Print every one of the records below verbatim, with no changes.

Stored items:
>> Start

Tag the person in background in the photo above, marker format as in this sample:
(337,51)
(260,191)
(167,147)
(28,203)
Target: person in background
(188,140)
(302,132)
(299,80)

>> End

OUTPUT FOR THIS EXERCISE
Tag the person in background in the photo above, marker format as in this sample:
(337,51)
(260,191)
(167,147)
(28,203)
Target: person in background
(188,140)
(302,132)
(299,80)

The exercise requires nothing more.